= Beginning of Section =

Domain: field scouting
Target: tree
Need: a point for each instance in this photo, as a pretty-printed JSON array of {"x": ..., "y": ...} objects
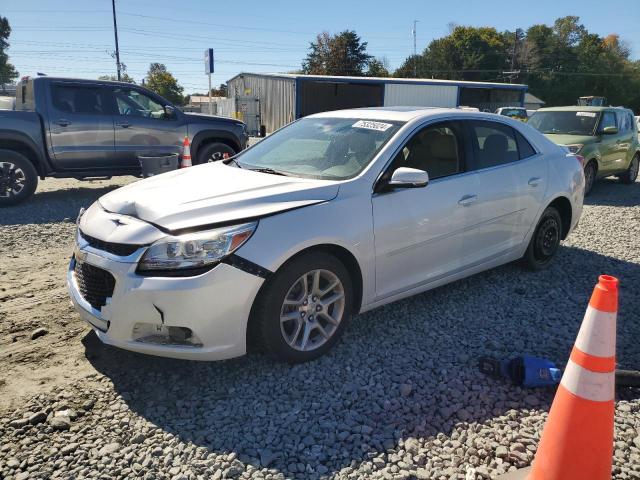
[
  {"x": 125, "y": 77},
  {"x": 378, "y": 67},
  {"x": 341, "y": 54},
  {"x": 164, "y": 83},
  {"x": 8, "y": 72},
  {"x": 221, "y": 91}
]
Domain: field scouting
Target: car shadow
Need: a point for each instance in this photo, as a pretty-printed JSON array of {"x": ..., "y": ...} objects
[
  {"x": 610, "y": 192},
  {"x": 408, "y": 369},
  {"x": 53, "y": 205}
]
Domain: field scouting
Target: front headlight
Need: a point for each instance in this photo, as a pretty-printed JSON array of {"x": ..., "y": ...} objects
[
  {"x": 194, "y": 250},
  {"x": 575, "y": 148}
]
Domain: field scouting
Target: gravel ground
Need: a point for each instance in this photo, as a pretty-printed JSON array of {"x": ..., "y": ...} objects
[{"x": 400, "y": 397}]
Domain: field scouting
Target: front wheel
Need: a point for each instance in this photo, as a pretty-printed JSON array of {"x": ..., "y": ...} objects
[
  {"x": 18, "y": 178},
  {"x": 545, "y": 241},
  {"x": 213, "y": 152},
  {"x": 631, "y": 174},
  {"x": 303, "y": 310}
]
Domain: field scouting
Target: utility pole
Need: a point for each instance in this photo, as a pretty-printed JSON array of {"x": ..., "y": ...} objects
[
  {"x": 115, "y": 31},
  {"x": 415, "y": 49}
]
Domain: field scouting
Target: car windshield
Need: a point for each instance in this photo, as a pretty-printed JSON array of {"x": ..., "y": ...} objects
[
  {"x": 324, "y": 148},
  {"x": 565, "y": 122}
]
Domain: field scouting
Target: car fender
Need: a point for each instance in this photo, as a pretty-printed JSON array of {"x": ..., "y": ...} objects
[{"x": 279, "y": 238}]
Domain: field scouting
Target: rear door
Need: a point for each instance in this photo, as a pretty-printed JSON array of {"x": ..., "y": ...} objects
[
  {"x": 512, "y": 179},
  {"x": 80, "y": 126},
  {"x": 142, "y": 127}
]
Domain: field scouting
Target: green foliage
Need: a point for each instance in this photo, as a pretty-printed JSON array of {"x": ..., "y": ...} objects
[
  {"x": 560, "y": 62},
  {"x": 341, "y": 54},
  {"x": 8, "y": 72},
  {"x": 124, "y": 77},
  {"x": 164, "y": 83},
  {"x": 377, "y": 67}
]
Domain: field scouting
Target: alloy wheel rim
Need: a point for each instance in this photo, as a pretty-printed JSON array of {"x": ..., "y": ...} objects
[
  {"x": 547, "y": 239},
  {"x": 215, "y": 156},
  {"x": 312, "y": 310},
  {"x": 12, "y": 179}
]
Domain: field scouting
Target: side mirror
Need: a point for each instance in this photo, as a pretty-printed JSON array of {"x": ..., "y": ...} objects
[
  {"x": 169, "y": 111},
  {"x": 405, "y": 177}
]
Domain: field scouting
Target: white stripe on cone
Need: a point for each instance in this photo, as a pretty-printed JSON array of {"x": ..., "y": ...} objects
[
  {"x": 597, "y": 334},
  {"x": 599, "y": 387}
]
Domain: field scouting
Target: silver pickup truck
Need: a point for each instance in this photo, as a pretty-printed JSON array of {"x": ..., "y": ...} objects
[{"x": 70, "y": 128}]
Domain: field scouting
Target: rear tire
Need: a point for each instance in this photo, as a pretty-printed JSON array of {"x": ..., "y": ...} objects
[
  {"x": 291, "y": 309},
  {"x": 590, "y": 173},
  {"x": 631, "y": 174},
  {"x": 214, "y": 152},
  {"x": 545, "y": 241},
  {"x": 18, "y": 178}
]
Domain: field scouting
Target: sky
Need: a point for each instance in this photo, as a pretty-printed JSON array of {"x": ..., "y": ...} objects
[{"x": 76, "y": 39}]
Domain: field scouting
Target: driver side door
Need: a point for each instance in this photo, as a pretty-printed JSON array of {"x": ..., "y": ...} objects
[
  {"x": 142, "y": 128},
  {"x": 420, "y": 233}
]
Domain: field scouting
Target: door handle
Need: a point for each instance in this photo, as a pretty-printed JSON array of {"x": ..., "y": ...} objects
[
  {"x": 534, "y": 182},
  {"x": 467, "y": 200}
]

= End of Section =

About this task
Each record above should be restated word for word. The pictures should not appear.

Reply to the exercise
Domain: field scouting
Target: tree
Need: a point for each instance in this photo, as a pretty-printed JSON array of {"x": ..., "y": ...} objects
[
  {"x": 125, "y": 77},
  {"x": 378, "y": 67},
  {"x": 341, "y": 54},
  {"x": 164, "y": 83},
  {"x": 8, "y": 72},
  {"x": 221, "y": 91}
]
Domain: field scouting
Target: car shadow
Need: a point for each instance in this photo, as a pretty-printed JSON array of {"x": ..., "y": ...} objects
[
  {"x": 610, "y": 192},
  {"x": 408, "y": 369},
  {"x": 53, "y": 205}
]
Domain: field scouting
Target: front headlight
Need: a point for each instance in this photo, as a pretty-printed JSON array of {"x": ..., "y": ...} objects
[
  {"x": 194, "y": 250},
  {"x": 575, "y": 148}
]
Domain: field scouting
Target: gravel ground
Need: a point for each instance in this photo, as a pretty-printed JSON array of {"x": ..., "y": ...} objects
[{"x": 400, "y": 397}]
Domain: field scouting
Target: front wheel
Need: a point for each instance in this photo, as a pretty-printed JSON array of {"x": ..., "y": ...} objects
[
  {"x": 18, "y": 178},
  {"x": 545, "y": 241},
  {"x": 213, "y": 152},
  {"x": 631, "y": 174},
  {"x": 303, "y": 310}
]
Domain: field scouting
Target: utility pole
Need: a point for each instance in this photo, as a pretty-printed JSON array of {"x": ..., "y": ...} objects
[
  {"x": 115, "y": 31},
  {"x": 415, "y": 49}
]
Domain: field scouting
Target: car windshield
Need: a point for each instance in this photo, as a pretty-printed JSON array of {"x": ..., "y": ...} objects
[
  {"x": 324, "y": 148},
  {"x": 565, "y": 122}
]
Domain: field scouting
Target: car fender
Need: a point for each instance in this photo, as a pretty-printed JSON array of {"x": ..., "y": ...} objects
[{"x": 279, "y": 238}]
Domain: field scouting
Target: rear door
Need: a point for each instance in this photo, as a pretty-printed JSON array of {"x": ..., "y": ...} objects
[
  {"x": 512, "y": 179},
  {"x": 80, "y": 126},
  {"x": 142, "y": 127}
]
Domain: field scouting
Target: green foliage
Need: a point for each instance in this photo, as a pretty-printed JSON array of {"x": ..., "y": ...} objects
[
  {"x": 560, "y": 62},
  {"x": 341, "y": 54},
  {"x": 8, "y": 72},
  {"x": 124, "y": 77},
  {"x": 164, "y": 83},
  {"x": 377, "y": 67}
]
Domain: field scouting
Target: alloy wheel rim
Need: a point for each instance in this photo, as a pretty-printed JSON array of {"x": ..., "y": ...} objects
[
  {"x": 547, "y": 239},
  {"x": 215, "y": 156},
  {"x": 312, "y": 310},
  {"x": 12, "y": 179}
]
Domain: field scouting
Target: side mirror
Need: a point for each instance in this photo, as a pretty-printed JSON array of {"x": ..., "y": ...} objects
[
  {"x": 169, "y": 111},
  {"x": 405, "y": 177}
]
Domain: field scouting
Target: white stripe on cone
Need: a point for each instance in this photo, as a pretty-printed JSON array of {"x": ..., "y": ...} objects
[
  {"x": 597, "y": 334},
  {"x": 599, "y": 387}
]
Domain: field scouting
Target: silver pickup truck
Need: a point for each instance in this photo, as a pretty-printed JSON array of {"x": ..., "y": ...} objects
[{"x": 70, "y": 128}]
Domain: field scouting
Target: rear tire
Need: a point for each instance in this photo, as a pretty-printed JSON array of {"x": ..., "y": ...} objects
[
  {"x": 291, "y": 309},
  {"x": 590, "y": 173},
  {"x": 631, "y": 174},
  {"x": 214, "y": 152},
  {"x": 545, "y": 241},
  {"x": 18, "y": 178}
]
Domain: field scouting
Target: sky
Need: a point for each instance in this photo, as a pretty-printed JSON array of {"x": ..., "y": ...} objects
[{"x": 76, "y": 39}]
Domain: field scouting
Target: driver side door
Need: a point for each instance in this photo, as a pretty-printed JSON array of {"x": ..., "y": ...} objects
[
  {"x": 142, "y": 128},
  {"x": 420, "y": 233}
]
Domain: field scouting
Target: door handle
Need: a point for each instance in this photo, as a pretty-printed JSON array of {"x": ..., "y": ...} objects
[
  {"x": 534, "y": 182},
  {"x": 467, "y": 200}
]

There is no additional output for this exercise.